• Dataset excerpts:
----------
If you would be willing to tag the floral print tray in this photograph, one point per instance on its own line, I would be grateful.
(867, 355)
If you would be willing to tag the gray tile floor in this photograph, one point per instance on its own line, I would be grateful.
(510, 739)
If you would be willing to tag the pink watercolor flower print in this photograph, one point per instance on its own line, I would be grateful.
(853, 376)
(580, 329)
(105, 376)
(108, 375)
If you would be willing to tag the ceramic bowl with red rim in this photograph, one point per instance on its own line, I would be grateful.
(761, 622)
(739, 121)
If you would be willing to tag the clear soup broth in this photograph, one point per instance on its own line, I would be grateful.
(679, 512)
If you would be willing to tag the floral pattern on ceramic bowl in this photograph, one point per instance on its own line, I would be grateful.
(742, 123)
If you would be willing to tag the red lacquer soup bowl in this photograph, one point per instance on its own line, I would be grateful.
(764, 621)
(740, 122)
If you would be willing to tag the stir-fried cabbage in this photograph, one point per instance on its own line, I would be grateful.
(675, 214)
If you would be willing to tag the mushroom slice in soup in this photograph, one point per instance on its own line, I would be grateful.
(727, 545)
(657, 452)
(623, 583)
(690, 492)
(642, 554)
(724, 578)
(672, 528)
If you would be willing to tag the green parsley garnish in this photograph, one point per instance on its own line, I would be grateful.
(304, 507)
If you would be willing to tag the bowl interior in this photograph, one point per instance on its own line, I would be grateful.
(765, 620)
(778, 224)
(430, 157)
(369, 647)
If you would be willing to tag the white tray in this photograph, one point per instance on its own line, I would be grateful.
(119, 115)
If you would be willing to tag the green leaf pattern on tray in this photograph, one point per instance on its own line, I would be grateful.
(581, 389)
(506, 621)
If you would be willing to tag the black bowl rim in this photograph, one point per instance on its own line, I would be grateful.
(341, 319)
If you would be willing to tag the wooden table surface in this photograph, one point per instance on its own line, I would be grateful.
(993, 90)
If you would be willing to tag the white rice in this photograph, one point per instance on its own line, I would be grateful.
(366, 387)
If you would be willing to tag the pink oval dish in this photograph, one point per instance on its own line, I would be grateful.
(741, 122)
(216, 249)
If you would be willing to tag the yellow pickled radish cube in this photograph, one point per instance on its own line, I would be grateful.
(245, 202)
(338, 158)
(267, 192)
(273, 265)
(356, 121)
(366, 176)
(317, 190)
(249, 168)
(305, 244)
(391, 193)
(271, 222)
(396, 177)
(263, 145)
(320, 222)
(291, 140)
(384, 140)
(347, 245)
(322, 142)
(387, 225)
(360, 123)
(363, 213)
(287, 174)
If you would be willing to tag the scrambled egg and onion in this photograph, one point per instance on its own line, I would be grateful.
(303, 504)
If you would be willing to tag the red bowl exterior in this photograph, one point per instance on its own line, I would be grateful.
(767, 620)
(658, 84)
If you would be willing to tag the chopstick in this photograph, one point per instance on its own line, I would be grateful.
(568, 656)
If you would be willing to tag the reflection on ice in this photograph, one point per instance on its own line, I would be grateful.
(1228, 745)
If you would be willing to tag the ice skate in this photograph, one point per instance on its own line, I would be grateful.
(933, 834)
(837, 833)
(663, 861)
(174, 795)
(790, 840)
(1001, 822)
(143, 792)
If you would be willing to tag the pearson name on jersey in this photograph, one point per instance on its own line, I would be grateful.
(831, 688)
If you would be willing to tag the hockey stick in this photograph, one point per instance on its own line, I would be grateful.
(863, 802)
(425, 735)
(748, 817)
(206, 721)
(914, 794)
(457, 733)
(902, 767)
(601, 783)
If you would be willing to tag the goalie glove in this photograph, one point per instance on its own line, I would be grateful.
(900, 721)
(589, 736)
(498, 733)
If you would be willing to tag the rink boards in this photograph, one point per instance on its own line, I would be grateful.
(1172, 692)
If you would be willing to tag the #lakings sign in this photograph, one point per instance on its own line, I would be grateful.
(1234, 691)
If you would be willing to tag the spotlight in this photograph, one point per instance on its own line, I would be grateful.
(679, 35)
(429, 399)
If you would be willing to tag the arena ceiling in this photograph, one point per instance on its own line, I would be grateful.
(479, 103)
----------
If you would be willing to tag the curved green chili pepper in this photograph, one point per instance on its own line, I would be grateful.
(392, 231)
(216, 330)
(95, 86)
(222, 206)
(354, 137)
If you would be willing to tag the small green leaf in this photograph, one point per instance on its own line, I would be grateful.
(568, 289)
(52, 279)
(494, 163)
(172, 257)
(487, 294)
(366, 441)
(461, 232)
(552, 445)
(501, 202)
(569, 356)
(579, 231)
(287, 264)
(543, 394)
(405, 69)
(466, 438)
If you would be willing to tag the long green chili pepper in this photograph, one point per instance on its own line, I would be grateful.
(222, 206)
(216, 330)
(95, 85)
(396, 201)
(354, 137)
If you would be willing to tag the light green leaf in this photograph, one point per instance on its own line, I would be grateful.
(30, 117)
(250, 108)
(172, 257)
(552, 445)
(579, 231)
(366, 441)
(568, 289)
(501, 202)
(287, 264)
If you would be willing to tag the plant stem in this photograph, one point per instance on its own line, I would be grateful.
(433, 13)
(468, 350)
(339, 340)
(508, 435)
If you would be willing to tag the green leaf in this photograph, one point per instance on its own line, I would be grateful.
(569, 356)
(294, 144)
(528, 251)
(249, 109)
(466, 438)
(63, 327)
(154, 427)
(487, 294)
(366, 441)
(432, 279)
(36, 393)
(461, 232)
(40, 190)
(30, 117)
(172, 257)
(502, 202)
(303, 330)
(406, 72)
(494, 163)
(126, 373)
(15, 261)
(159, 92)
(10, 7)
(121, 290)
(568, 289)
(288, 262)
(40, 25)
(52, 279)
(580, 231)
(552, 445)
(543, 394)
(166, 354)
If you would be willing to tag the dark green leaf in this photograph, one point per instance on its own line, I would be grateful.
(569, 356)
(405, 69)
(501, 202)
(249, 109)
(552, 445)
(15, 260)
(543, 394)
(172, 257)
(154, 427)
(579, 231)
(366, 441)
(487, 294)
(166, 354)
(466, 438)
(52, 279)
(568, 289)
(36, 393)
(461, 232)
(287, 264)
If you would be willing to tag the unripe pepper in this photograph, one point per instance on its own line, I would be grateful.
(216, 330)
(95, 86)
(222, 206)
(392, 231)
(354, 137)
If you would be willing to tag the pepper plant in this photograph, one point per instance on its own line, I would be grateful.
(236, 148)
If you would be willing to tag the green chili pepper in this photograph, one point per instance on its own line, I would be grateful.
----------
Could you restate, word for word, the lines above from the one with "If you would be willing to tag the pepper" to the one with "If you would be willing to tag the green chili", both included?

If you would be willing to tag the pepper plant in this photograph, one point per instance on its own line, I would be grateful.
(236, 148)
If you would be willing to tag the green chili pepper in this photograph, one point per instance on its own line, I would be grateful.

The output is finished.